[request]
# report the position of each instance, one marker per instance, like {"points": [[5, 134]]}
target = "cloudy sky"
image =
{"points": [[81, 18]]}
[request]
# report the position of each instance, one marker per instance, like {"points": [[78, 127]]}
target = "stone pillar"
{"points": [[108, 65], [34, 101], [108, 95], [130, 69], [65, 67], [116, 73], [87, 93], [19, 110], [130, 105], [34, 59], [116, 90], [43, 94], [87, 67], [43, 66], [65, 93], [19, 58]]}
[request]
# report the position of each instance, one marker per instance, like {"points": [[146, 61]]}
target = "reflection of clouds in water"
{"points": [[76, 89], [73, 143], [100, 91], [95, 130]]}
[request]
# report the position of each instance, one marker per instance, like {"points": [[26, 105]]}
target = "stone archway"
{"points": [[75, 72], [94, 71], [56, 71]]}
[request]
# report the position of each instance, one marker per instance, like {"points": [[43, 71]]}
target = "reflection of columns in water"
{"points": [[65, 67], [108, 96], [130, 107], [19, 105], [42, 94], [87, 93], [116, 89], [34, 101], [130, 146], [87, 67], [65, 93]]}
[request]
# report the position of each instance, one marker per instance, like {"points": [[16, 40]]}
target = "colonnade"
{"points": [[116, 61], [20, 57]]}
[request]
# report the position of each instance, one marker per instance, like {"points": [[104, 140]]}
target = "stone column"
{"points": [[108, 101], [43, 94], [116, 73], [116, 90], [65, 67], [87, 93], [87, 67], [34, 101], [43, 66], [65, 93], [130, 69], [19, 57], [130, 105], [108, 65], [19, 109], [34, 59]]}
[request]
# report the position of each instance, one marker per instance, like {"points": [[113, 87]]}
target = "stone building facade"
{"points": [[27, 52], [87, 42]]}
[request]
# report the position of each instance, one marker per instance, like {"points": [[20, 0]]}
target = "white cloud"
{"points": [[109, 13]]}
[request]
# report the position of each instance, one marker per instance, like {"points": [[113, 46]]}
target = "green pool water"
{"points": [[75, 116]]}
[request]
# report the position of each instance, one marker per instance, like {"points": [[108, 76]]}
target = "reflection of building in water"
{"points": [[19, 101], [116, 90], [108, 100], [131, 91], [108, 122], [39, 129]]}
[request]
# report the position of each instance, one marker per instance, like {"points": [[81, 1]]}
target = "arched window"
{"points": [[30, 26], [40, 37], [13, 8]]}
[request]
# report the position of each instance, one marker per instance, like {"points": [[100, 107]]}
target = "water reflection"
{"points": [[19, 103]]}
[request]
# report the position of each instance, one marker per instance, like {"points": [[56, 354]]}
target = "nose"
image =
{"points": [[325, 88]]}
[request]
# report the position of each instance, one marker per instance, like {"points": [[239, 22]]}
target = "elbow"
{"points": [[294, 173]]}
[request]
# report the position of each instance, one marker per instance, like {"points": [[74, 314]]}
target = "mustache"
- - - - - - -
Each record above has to be repeated word for word.

EXERCISE RESPONSE:
[request]
# report the position of each instance, one marker per instance, like {"points": [[5, 134]]}
target = "cloudy sky"
image =
{"points": [[81, 18]]}
[request]
# report the position of each instance, one marker per instance, like {"points": [[78, 127]]}
target = "stone pillar"
{"points": [[108, 65], [34, 101], [108, 95], [130, 69], [65, 67], [116, 73], [87, 93], [19, 110], [130, 105], [34, 59], [116, 90], [43, 94], [87, 67], [43, 66], [65, 93], [19, 58]]}
[request]
# report the position of each instance, one marker per instance, like {"points": [[146, 61]]}
target = "reflection of clouds in water"
{"points": [[76, 89], [73, 143], [100, 91], [95, 130]]}
[request]
# report the position of each instance, one marker per instance, like {"points": [[26, 105]]}
target = "stone archway"
{"points": [[75, 72], [94, 71], [56, 71]]}
[request]
# report the position of each instance, one marker per instance, like {"points": [[43, 71]]}
target = "reflection of columns in water"
{"points": [[65, 67], [108, 96], [130, 107], [19, 105], [42, 94], [87, 93], [116, 89], [34, 101], [130, 146], [87, 67], [65, 93]]}
[request]
# report the position of each instance, one marker per instance, like {"points": [[16, 40]]}
target = "colonnade"
{"points": [[116, 61], [20, 57]]}
[request]
# report the position of each instance, one marker per instance, like {"points": [[104, 140]]}
target = "stone column"
{"points": [[108, 101], [43, 94], [116, 73], [116, 90], [65, 67], [87, 93], [87, 67], [34, 101], [43, 66], [65, 93], [130, 69], [19, 57], [130, 105], [108, 65], [19, 109], [34, 59]]}
[request]
# report the position of each instance, one marker per instance, like {"points": [[113, 87]]}
target = "stone building facade"
{"points": [[27, 52], [87, 42]]}
[request]
# report the position of each instance, one marker per instance, like {"points": [[20, 0]]}
target = "white cloud"
{"points": [[109, 13]]}
[request]
# report the position of each instance, one marker per instance, like {"points": [[113, 46]]}
target = "green pool water"
{"points": [[75, 116]]}
[request]
# report the position of each instance, one marker per instance, like {"points": [[108, 76]]}
target = "reflection of building in water"
{"points": [[19, 101], [116, 90], [108, 100], [131, 91], [108, 122], [39, 129]]}
[request]
# report the position of each instance, one marker per instance, like {"points": [[81, 1]]}
target = "arched window"
{"points": [[30, 26], [40, 37], [13, 8]]}
[request]
# report the position of each instance, one marker per instance, like {"points": [[100, 107]]}
target = "water reflection"
{"points": [[19, 103]]}
[request]
# report the position of each instance, one marker per instance, like {"points": [[56, 354]]}
target = "nose"
image =
{"points": [[325, 88]]}
[request]
# report the position of each instance, one marker per instance, like {"points": [[239, 22]]}
target = "elbow"
{"points": [[294, 173]]}
[request]
# report the position of each instance, one marker per instance, like {"points": [[74, 314]]}
target = "mustache"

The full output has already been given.